:: Problem description ::
Write out the lines of every one of the records below exactly as they appear, without changing anything.

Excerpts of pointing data

########################################

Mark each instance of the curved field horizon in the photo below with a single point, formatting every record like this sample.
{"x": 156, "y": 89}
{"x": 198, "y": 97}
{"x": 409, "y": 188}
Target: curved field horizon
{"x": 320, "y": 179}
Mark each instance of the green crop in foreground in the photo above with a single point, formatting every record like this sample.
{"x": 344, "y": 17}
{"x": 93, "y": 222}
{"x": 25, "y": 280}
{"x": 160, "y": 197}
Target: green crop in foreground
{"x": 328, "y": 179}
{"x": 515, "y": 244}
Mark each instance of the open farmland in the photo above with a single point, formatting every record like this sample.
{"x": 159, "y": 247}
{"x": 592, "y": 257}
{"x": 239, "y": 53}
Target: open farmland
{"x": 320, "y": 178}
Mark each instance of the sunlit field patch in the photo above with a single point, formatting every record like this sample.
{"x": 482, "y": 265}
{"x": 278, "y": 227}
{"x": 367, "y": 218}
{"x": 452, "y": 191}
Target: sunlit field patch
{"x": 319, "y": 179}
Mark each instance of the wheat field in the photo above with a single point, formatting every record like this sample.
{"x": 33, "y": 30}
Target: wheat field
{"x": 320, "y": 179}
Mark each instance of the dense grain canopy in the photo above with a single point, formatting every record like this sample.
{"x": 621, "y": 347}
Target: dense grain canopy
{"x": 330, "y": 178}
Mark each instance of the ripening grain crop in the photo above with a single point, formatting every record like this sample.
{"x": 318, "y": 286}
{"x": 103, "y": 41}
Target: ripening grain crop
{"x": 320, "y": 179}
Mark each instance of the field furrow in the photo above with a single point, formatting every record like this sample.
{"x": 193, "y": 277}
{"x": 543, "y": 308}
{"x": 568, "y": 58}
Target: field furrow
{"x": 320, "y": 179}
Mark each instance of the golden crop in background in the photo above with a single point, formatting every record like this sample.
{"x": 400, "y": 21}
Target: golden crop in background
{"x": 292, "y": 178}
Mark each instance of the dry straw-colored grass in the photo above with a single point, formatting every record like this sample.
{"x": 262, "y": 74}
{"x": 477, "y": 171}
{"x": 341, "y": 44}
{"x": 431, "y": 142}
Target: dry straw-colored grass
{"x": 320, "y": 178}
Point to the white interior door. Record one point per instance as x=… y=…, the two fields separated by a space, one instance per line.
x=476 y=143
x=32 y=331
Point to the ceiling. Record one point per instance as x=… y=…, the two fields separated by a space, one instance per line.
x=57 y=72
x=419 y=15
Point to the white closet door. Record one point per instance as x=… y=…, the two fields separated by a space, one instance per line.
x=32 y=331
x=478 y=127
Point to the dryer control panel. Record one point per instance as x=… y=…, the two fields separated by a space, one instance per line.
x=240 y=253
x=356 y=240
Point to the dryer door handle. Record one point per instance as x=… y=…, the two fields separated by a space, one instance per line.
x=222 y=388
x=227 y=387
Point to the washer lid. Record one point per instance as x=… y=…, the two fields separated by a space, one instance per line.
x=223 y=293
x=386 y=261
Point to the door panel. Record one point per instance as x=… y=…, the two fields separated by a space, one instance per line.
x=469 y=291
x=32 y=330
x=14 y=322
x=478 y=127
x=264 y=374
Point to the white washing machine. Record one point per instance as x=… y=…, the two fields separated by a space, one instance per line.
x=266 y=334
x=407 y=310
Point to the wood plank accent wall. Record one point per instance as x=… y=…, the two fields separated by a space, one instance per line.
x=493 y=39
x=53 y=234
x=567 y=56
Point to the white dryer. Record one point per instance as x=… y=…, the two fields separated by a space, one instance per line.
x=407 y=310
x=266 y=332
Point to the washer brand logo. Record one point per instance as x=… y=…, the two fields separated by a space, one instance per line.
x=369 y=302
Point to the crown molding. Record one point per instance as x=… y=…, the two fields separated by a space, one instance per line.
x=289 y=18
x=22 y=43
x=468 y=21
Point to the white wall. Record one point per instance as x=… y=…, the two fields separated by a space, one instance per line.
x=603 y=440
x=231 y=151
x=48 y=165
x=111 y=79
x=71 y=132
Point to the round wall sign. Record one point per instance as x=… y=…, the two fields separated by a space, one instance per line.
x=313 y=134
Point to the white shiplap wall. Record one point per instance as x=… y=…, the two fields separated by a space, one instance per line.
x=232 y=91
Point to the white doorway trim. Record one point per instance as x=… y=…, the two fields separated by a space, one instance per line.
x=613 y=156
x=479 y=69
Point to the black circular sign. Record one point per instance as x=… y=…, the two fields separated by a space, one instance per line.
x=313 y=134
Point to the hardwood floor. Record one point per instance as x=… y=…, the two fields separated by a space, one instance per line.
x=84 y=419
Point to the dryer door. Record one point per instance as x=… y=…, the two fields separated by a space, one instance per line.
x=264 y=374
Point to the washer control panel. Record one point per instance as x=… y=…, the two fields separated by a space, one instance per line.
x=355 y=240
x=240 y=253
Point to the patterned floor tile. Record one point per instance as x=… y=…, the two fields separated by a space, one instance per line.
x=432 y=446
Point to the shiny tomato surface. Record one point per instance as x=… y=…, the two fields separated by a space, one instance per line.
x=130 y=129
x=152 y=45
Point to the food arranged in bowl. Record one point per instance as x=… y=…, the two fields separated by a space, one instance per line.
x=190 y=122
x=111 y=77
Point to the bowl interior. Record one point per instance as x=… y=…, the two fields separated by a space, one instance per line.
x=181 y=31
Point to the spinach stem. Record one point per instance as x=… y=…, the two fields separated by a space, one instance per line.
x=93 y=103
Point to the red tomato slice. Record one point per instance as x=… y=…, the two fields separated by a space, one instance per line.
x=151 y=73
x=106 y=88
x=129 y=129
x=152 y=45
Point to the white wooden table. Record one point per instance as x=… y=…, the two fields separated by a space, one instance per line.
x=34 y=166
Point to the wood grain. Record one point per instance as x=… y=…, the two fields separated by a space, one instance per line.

########################################

:: Response to this exercise ::
Mark each instance of the curved field horizon in the photo below with a single point, formatting every record like this sample.
{"x": 156, "y": 89}
{"x": 198, "y": 97}
{"x": 409, "y": 188}
Target: curved field horizon
{"x": 320, "y": 179}
Mark each instance of the green crop in foreground in the photo above with a single point, formatting every record like this sample.
{"x": 344, "y": 17}
{"x": 93, "y": 222}
{"x": 25, "y": 280}
{"x": 160, "y": 197}
Target: green crop in foreground
{"x": 328, "y": 179}
{"x": 515, "y": 244}
Mark each instance of the open farmland in the photo above with a single point, formatting every record like this sample.
{"x": 159, "y": 247}
{"x": 592, "y": 257}
{"x": 239, "y": 53}
Target: open farmland
{"x": 320, "y": 178}
Mark each instance of the sunlit field patch in the photo above with a single point, formatting every record like this sample.
{"x": 482, "y": 265}
{"x": 278, "y": 227}
{"x": 367, "y": 218}
{"x": 452, "y": 191}
Target: sunlit field patch
{"x": 319, "y": 179}
Mark each instance of the wheat field in the photo above with a single point, formatting every record like this sample.
{"x": 33, "y": 30}
Target: wheat field
{"x": 320, "y": 179}
Mark each instance of the dense grain canopy in the photo above with a single point, formatting every record like this sample.
{"x": 621, "y": 347}
Target: dense grain canopy
{"x": 330, "y": 178}
Mark each instance of the ripening grain crop in the photo above with a single point, formatting every record like this sample.
{"x": 318, "y": 286}
{"x": 103, "y": 41}
Target: ripening grain crop
{"x": 320, "y": 179}
Mark each instance of the field furrow in the photo above with a single point, formatting every record like this sample.
{"x": 193, "y": 277}
{"x": 543, "y": 308}
{"x": 568, "y": 58}
Target: field furrow
{"x": 320, "y": 179}
Mark each instance of the golden crop in background in the photo above with a single point, formatting every record like this sample.
{"x": 400, "y": 21}
Target: golden crop in background
{"x": 292, "y": 178}
Mark each instance of the dry straw-colored grass in the photo above with a single point, formatting every record like this sample.
{"x": 262, "y": 74}
{"x": 477, "y": 171}
{"x": 341, "y": 44}
{"x": 431, "y": 142}
Target: dry straw-colored grass
{"x": 320, "y": 178}
Point to the white interior door. Record one point per instance as x=… y=…, the two fields separated by a space, one instance per line.
x=476 y=143
x=32 y=331
Point to the ceiling. Record one point per instance as x=… y=…, the two fields separated by a space, one instance per line.
x=57 y=72
x=419 y=15
Point to the white closet door. Record one point per instance as x=… y=…, the two fields separated by a space, one instance per line.
x=32 y=331
x=478 y=127
Point to the dryer control panel. Record one point per instance as x=… y=…, the two fields separated by a space, one instance per line.
x=240 y=253
x=356 y=240
Point to the dryer door handle. Record one point per instance as x=… y=…, the two fields separated by a space, one instance per line.
x=222 y=388
x=227 y=387
Point to the washer lid. Record one point per instance as x=… y=…, the two fields separated by a space, one instance per line.
x=223 y=293
x=386 y=261
Point to the door panel. Record one point per instance as x=… y=…, the two fields separated by a space, one instance per line.
x=469 y=291
x=32 y=330
x=14 y=322
x=478 y=127
x=264 y=374
Point to the white washing machine. Record one point per instance as x=… y=…, the two fields separated by a space, one instance per line.
x=266 y=334
x=407 y=310
Point to the wood plank accent wall. Record one point per instance as x=… y=…, the two fields separated by a space, one instance per line.
x=493 y=39
x=53 y=234
x=567 y=56
Point to the white dryer. Record one point per instance as x=… y=…, the two fields separated by a space, one instance per line.
x=407 y=310
x=266 y=332
Point to the washer brand logo. Record one point per instance as x=… y=…, the two fields separated by a space, one instance per line.
x=369 y=302
Point to the crown molding. Record one point per instance as x=… y=…, the two fields separated by a space, one instance per line.
x=289 y=18
x=22 y=43
x=468 y=21
Point to the white wall. Record one point per instance as x=… y=…, the two fields separated by a space, one instance per line.
x=603 y=440
x=231 y=151
x=48 y=165
x=111 y=79
x=71 y=132
Point to the round wall sign. Record one point per instance as x=… y=…, the two fields separated by a space, one instance per line.
x=313 y=134
Point to the white shiplap wall. Record one point per instance as x=… y=…, the two fields separated by a space, one instance per line.
x=232 y=91
Point to the white doorway trim. Record one point per instance as x=… y=…, the two fields separated by a space, one instance per line.
x=613 y=156
x=479 y=69
Point to the black circular sign. Record one point per instance as x=… y=…, the two fields separated by a space, one instance per line.
x=313 y=134
Point to the hardwood floor. Record one point per instance as x=… y=…, the two fields separated by a space, one instance per line.
x=84 y=419
Point to the dryer door. Record one point per instance as x=… y=…, the two fields separated by a space, one instance per line.
x=264 y=374
Point to the washer control panel. Record one point per instance as x=… y=…, the two fields separated by a space, one instance per line.
x=355 y=240
x=240 y=253
Point to the patterned floor tile. Record one point per instance as x=… y=…, the two fields separated by a space, one instance per line.
x=432 y=446
Point to the shiny tomato surface. Record one point per instance as x=… y=…, the two fields separated by a space, one instance per line.
x=130 y=129
x=152 y=45
Point to the food arranged in bowl. Record one point per instance as x=… y=…, the two fields separated by a space, one instance per line.
x=190 y=122
x=111 y=77
Point to the bowl interior. Record one point per instance as x=… y=…, the two fields separated by a space, one instance per line.
x=181 y=31
Point to the spinach stem. Record one point per instance as x=… y=…, the two fields separated by a space, one instance per line.
x=93 y=103
Point to the red tomato slice. Record one point per instance as x=… y=…, the two fields separated by a space, one instance per line.
x=151 y=73
x=106 y=88
x=129 y=129
x=152 y=45
Point to the white wooden table. Record one point per instance as x=… y=…, the two fields separated by a space, one instance per line.
x=34 y=166
Point to the wood grain. Record one point per instance as x=… y=…, the two fields separated by a space, one instance per line.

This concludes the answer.